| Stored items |
------

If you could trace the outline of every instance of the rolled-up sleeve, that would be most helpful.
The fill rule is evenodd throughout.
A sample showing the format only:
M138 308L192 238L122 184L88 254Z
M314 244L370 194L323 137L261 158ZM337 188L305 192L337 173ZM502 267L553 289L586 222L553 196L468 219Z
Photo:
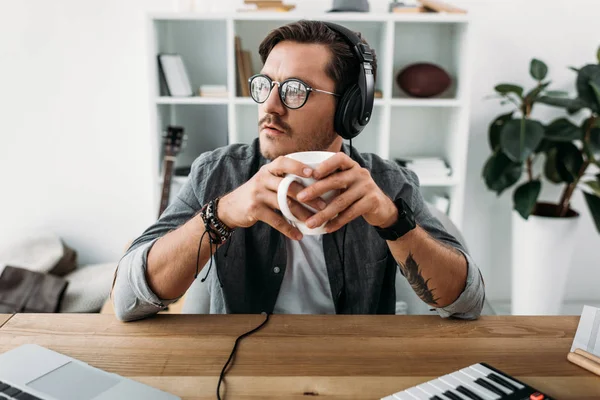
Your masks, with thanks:
M435 309L443 318L477 319L483 309L485 286L481 272L471 259L471 256L465 252L462 253L467 259L467 281L465 288L452 304Z
M121 321L135 321L156 314L178 299L160 299L148 285L146 266L148 252L156 243L141 244L119 262L113 289L115 315Z

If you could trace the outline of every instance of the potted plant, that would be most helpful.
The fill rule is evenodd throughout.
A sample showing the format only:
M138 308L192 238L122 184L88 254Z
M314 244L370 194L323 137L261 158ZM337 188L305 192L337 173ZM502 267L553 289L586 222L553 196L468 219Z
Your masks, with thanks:
M529 71L536 85L527 93L514 84L495 87L493 97L514 109L490 125L492 154L483 167L483 179L498 196L516 186L513 314L560 312L580 219L571 208L575 190L583 192L600 232L600 49L597 57L598 64L571 68L577 74L574 98L549 90L548 67L537 59ZM545 125L531 116L539 103L563 108L566 114ZM538 200L543 181L562 185L557 203Z

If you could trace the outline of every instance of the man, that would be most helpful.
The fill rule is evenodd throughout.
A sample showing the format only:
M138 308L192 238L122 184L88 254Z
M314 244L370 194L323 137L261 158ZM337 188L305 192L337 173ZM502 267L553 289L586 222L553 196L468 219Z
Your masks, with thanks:
M481 274L429 213L416 175L359 154L336 132L336 107L362 68L354 51L318 21L292 23L264 39L264 67L250 82L258 139L196 159L173 204L119 263L119 319L164 309L198 273L209 279L214 313L393 314L398 266L442 317L479 316ZM370 64L375 76L374 54ZM283 157L313 150L337 154L315 170ZM292 185L289 205L309 227L327 223L327 234L303 237L281 215L277 187L288 173L317 179L308 188ZM332 189L340 194L321 201ZM320 211L313 215L299 202Z

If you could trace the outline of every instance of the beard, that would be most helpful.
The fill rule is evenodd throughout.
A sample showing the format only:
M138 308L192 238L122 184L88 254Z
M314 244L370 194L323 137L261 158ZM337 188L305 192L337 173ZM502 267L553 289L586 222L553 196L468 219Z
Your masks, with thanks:
M267 160L301 151L325 151L338 136L333 129L329 132L298 132L273 114L267 114L258 121L259 129L263 124L275 125L283 131L276 137L259 132L260 153Z

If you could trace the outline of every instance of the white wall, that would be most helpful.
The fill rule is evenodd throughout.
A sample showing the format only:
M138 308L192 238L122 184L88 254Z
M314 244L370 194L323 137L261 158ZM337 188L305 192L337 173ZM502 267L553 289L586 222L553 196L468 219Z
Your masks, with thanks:
M295 3L300 13L331 4ZM385 11L387 3L372 0L371 8ZM548 63L557 89L570 89L573 74L566 67L593 60L600 44L600 2L453 3L470 10L474 31L464 233L489 297L508 299L510 194L496 199L480 179L489 154L487 126L502 109L482 99L501 81L529 84L532 57ZM155 218L144 15L177 4L0 2L0 242L15 230L52 229L79 251L82 262L110 261ZM211 4L235 7L241 0ZM600 263L593 250L600 236L580 198L575 205L584 222L568 299L599 301Z
M600 45L600 2L457 0L455 3L469 9L474 30L464 234L486 276L489 298L507 300L511 279L512 191L498 199L485 189L480 177L490 154L488 125L498 114L508 112L508 106L503 108L498 101L483 98L492 94L493 87L500 82L531 88L533 81L528 71L533 57L548 64L555 89L573 92L575 74L567 67L594 62ZM564 113L544 105L534 112L534 117L543 121L558 115ZM546 188L542 197L557 202L559 191ZM574 206L582 214L582 226L571 265L567 301L600 302L600 259L596 251L600 235L580 194L575 197Z
M50 229L111 261L152 221L144 13L163 3L0 2L0 241Z

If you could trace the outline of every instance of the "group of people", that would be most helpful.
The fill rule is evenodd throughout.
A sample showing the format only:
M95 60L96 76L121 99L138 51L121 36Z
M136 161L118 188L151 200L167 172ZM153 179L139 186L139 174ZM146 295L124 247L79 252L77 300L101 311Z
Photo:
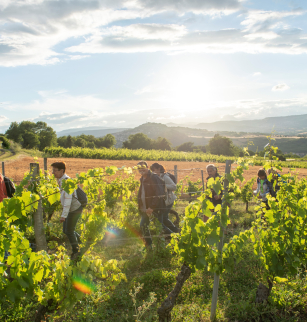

------

| Goal of the exercise |
Hand back the data above exactly, with no images.

| Solution for this task |
If you could trace the outline of every instance of the rolled-up sleeve, that would be most helpful.
The fill rule is evenodd throughout.
A sample showing the format only:
M138 308L192 238L122 184L88 254Z
M314 244L370 194L323 137L261 158ZM337 188L305 192L337 173ZM502 267L553 289L586 222L553 196L468 219Z
Photo:
Your masks, with thanks:
M435 309L443 318L477 319L483 309L485 286L481 272L471 259L471 256L465 252L462 253L467 259L467 281L465 288L452 304Z
M121 321L135 321L156 314L178 299L160 299L148 285L146 266L148 252L156 243L141 244L119 262L113 289L115 315Z

If you could trace the outline of every instance of the potted plant, that would be most helpful.
The fill rule is evenodd throughout.
A sample showing the format only:
M138 308L192 238L122 184L88 254Z
M314 244L370 194L323 137L261 158ZM337 188L305 192L337 173ZM502 267L553 289L586 222L553 196L468 219Z
Your masks, with thanks:
M529 71L536 85L527 93L514 84L495 87L493 97L514 109L490 125L492 154L483 167L483 179L498 196L516 186L513 314L560 312L580 219L571 208L575 190L583 192L600 232L600 49L597 57L598 64L571 68L577 74L574 98L549 90L548 67L537 59ZM545 125L531 116L539 103L563 108L566 114ZM538 200L543 181L562 185L557 203Z

If you could trace the outline of every instance of the man, that would be most helpful.
The fill rule is evenodd throughout.
A sample showing the format only:
M138 308L192 238L122 184L88 254Z
M314 244L370 194L323 137L261 158ZM337 188L305 192L337 173ZM502 267L553 289L586 222L553 196L468 219Z
Your masks, with thanks:
M481 274L429 213L416 175L359 154L336 132L336 107L362 68L354 51L318 21L292 23L264 39L264 67L250 82L258 139L196 159L173 204L119 263L119 319L164 309L198 273L209 279L214 313L393 314L398 266L442 317L479 316ZM370 64L375 76L374 54ZM283 157L313 150L337 154L315 170ZM292 185L289 205L309 227L327 223L327 234L303 237L281 215L277 187L288 173L317 179L308 188ZM332 189L340 194L321 201ZM320 211L313 215L299 202Z

If you could trace the outline of every instance of the beard, that would be most helpful.
The fill rule is evenodd throughout.
A sample showing the format only:
M138 308L192 238L122 184L88 254Z
M314 244L370 194L323 137L261 158ZM337 188L305 192L337 173ZM502 267L553 289L586 222L553 196L468 219Z
Your masks, with thanks:
M267 160L301 151L325 151L338 136L333 129L329 132L298 132L273 114L267 114L258 121L259 129L263 124L275 125L283 131L276 137L259 132L260 153Z

If you could trace the outline of every instance of the white wall, that would be most helpful.
The fill rule is evenodd throughout.
A sample showing the format only:
M138 308L192 238L122 184L88 254Z
M314 244L370 194L323 137L261 158ZM337 188L305 192L337 173ZM502 267L553 289L586 222L553 196L468 219Z
Your masks, with thanks:
M295 3L300 13L331 4ZM385 11L387 3L372 0L371 8ZM548 63L557 89L570 89L573 74L566 67L593 60L600 44L600 2L453 3L470 10L474 31L464 233L489 297L508 299L510 194L496 199L480 179L489 154L487 126L502 109L482 99L501 81L529 84L532 57ZM155 218L144 15L177 4L0 2L0 242L15 230L52 229L79 251L82 262L110 261ZM211 4L235 7L241 0ZM600 263L593 250L600 236L580 198L575 205L584 222L568 299L599 301Z
M600 45L600 2L457 0L455 3L469 9L474 30L464 234L486 276L489 298L507 300L511 279L512 191L498 199L485 189L480 177L490 154L488 125L498 114L508 112L508 106L503 108L498 101L483 98L492 94L493 87L500 82L531 88L533 81L528 71L533 57L548 64L555 89L573 92L575 74L567 67L594 62ZM564 113L544 105L534 112L534 117L543 121L558 115ZM546 188L542 197L557 202L559 191ZM574 206L582 214L582 226L571 265L567 301L600 302L600 259L596 251L600 235L580 194L575 197Z
M50 229L111 261L152 221L144 13L163 3L0 2L0 241Z

If you could trace the outline of every instance of the "group of people", that would be most helpful.
The fill rule is evenodd throughout.
A sample showing the format only:
M95 60L96 76L121 99L138 51L121 36Z
M136 161L118 188L151 200L167 172ZM153 179L139 186L139 174ZM146 295L124 247L79 252L77 300L101 311Z
Photo:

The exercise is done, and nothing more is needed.